Work to complete ->
A faithful transcription of all the data is required.

Dataset rows on where objects appear ->
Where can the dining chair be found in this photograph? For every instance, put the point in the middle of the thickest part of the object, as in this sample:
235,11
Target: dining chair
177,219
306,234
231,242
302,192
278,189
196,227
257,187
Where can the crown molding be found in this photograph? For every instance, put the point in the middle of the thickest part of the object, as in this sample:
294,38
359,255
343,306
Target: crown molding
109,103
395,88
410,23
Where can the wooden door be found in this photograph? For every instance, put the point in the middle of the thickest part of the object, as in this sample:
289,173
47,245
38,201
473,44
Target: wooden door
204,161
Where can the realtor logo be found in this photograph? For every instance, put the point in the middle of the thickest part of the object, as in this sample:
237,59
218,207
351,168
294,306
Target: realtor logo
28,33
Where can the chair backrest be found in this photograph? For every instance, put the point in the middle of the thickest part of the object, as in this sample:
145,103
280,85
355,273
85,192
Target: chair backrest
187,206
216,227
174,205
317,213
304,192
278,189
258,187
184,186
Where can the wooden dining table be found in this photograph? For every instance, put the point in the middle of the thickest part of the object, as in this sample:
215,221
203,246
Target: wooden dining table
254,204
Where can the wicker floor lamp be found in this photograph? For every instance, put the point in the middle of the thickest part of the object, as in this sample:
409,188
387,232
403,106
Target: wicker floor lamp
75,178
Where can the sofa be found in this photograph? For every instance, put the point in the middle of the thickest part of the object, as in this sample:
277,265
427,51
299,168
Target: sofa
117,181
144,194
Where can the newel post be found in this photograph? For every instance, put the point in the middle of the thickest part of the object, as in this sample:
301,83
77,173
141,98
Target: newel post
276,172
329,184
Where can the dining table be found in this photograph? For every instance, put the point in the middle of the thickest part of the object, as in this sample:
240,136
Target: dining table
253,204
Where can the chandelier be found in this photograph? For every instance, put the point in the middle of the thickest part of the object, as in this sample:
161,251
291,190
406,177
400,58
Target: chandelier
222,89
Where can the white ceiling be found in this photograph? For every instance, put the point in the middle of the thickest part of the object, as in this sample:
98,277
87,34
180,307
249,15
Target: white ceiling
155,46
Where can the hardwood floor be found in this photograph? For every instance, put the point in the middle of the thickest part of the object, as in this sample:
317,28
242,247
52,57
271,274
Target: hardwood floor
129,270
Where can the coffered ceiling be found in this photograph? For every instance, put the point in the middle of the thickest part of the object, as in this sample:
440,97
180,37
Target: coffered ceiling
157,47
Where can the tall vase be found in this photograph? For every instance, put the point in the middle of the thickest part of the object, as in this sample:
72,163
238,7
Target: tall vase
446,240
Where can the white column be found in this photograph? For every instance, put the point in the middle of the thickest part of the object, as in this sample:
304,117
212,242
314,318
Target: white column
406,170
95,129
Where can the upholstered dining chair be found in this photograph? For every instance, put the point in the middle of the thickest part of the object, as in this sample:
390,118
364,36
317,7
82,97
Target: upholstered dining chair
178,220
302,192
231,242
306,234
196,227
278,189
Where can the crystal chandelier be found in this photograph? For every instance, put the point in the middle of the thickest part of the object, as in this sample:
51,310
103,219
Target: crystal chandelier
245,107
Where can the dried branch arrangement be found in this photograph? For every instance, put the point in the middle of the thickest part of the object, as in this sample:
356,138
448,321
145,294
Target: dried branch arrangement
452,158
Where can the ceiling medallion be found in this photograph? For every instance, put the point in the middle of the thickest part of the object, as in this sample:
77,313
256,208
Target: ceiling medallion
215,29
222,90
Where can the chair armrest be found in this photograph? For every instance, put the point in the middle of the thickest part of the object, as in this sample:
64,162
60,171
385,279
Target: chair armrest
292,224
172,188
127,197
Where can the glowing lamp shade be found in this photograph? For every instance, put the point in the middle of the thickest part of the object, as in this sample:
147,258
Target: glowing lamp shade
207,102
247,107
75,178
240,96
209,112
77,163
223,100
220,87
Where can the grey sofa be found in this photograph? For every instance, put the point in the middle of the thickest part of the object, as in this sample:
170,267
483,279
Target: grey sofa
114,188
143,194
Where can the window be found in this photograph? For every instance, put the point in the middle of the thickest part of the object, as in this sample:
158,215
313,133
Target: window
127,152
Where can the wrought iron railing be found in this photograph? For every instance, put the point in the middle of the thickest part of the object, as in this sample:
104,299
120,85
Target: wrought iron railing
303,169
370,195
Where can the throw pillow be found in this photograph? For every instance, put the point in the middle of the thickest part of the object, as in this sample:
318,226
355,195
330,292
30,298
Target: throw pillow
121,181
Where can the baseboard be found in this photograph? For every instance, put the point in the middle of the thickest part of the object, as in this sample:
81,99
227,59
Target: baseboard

Answer to this task ->
Where can the dining chair be found in this photograph? For every instance, put the point in the middle of the thickest part of the object, as in this sample:
235,11
Target: dining chair
177,219
306,234
231,242
302,192
278,189
196,227
257,187
Where can the crown molding be found in this photograph? For every instance, put the point in the middle of the thickest part of the object, as in this sample:
294,38
359,255
343,306
Target: crown molding
109,103
395,88
410,23
Where can the wooden door be found in this photograph? For every instance, put the point in the middle of the thickest part of the object, as in this sample:
289,173
47,245
38,201
473,44
Target: wooden door
204,161
Where can the realtor logo be found in this photograph? For every instance, put the point in the middle of the thickest part of the object, as in this sample:
237,59
218,207
351,168
294,306
Target: realtor logo
28,33
Where can the chair backrest be found in this photograph? For every instance, put the point in the middle of the thickest part of the object, as in this sample:
145,103
280,85
355,273
85,192
Target: chair backrest
187,206
216,227
174,205
317,213
304,192
278,189
258,187
184,186
Where can the wooden dining table be found in this photograph? For every instance, put the point in the middle of the thickest part of the object, as in this sample:
215,221
203,246
Target: wooden dining table
254,204
Where can the wicker floor lamp be found in this photograph? For every instance, put the point in the middle of the thickest part of the object, as in this sample:
409,188
387,232
403,106
Target: wicker floor lamp
75,178
Where can the sofa be found in this photograph? For every instance, put the point in the middle of the thickest part of the object, as in this sample:
277,265
427,51
299,168
Target: sofa
117,181
144,194
Where can the newel post be found in this photograph? For every instance, put the point in the middle of the thickest part of the object, as in this sample:
301,83
77,173
141,98
Target: newel post
276,172
329,184
Where can the dining table be found in this photograph? For every instance, put the point in the middle of the thickest part of the object, as in this sample:
240,136
Target: dining table
253,204
Where can the chandelier be found in this photograph? For every instance, put the point in the middle of the thickest part of the object, as in this sample:
161,251
291,190
406,177
400,58
Target: chandelier
222,89
Where can the white ceiling be found in this photograph? For every instance, put the point in the middle of the thickest part of the object, as in this sample:
98,277
87,34
180,307
249,15
Target: white ceiling
155,46
Where can the hardwood floor be found in this photograph? For every instance, put the point in the middle of the thickest part of the object, as in this sample:
317,28
242,247
52,57
271,274
Target: hardwood floor
129,270
Where can the coffered ceiling be found in this photograph? For every instance, put the point in the middle of the thickest part of the object, as in this sample:
440,97
180,37
Target: coffered ceiling
157,47
Where can the tall vase be found in this photograph? For every instance, put the point in the middle of the thickest part of the object, as in this sample:
72,163
238,7
Target: tall vase
446,240
Where can the white column be found in this photograph? For every instance, put the point in the middle of the thickest part of the object, as in this sample:
304,117
212,242
314,318
Target: white column
406,170
95,129
Where can the upholstered dining chair be found in this photograph? For every instance, put the point in the middle of the thickest part of the object, as in this sample:
390,118
364,36
317,7
82,97
Target: upholstered dining chair
178,220
302,192
231,242
306,234
196,227
278,189
Where can the crystal chandelier be found in this photograph? For every instance, put the point in the middle of the thickest part of the object, as in this sample:
51,310
103,219
Target: crystal chandelier
245,107
Where can the dried branch arrangement be found in this photograph? For every instance, put the point in the middle of the thickest part of the object, as in this sample:
356,138
448,321
145,294
Target: dried branch arrangement
452,158
Where can the ceiling medallion be found in this photograph? For every instance, put the point in the middle of the thickest part of the object, as in this sample:
77,313
256,208
Target: ceiling medallion
215,29
222,90
Where can the chair armrest be found in this photograph? For every instance, put the point in the middle of the thickest part of the object, as in this sample:
64,162
60,171
385,279
Target: chair armrest
292,224
172,188
127,197
Where can the glowing lamp shade be found in this photograph? For every instance, put the point in the middle of the thickest part of the object, as in this sample:
147,258
Target: glowing lamp shade
207,102
247,107
75,178
240,96
209,112
77,163
223,100
220,87
Where can the grey sofa be found in this photograph? For every instance, put the point in the middle of the thickest part of the object, as in this sample:
170,267
483,279
Target: grey sofa
114,188
143,194
Where can the window be found in this photograph? For every instance, put the point in the middle of the thickest part of the object, as in this sample:
158,215
313,133
Target: window
127,152
Where can the wrought iron railing be found in this photograph? For every instance, put the point in the middle of the thickest part of the object, as in this sample:
104,299
120,85
Target: wrought iron railing
303,169
370,195
Where can the throw pillow be found in this photograph? For every instance, put the point in the middle of the thickest part of the object, as in this sample:
318,226
355,195
330,292
30,298
Target: throw pillow
121,181
Where can the baseboard be found in this photograph? For every instance, put the point in the middle of the thickest part of the object, as in this sample:
81,99
227,59
Target: baseboard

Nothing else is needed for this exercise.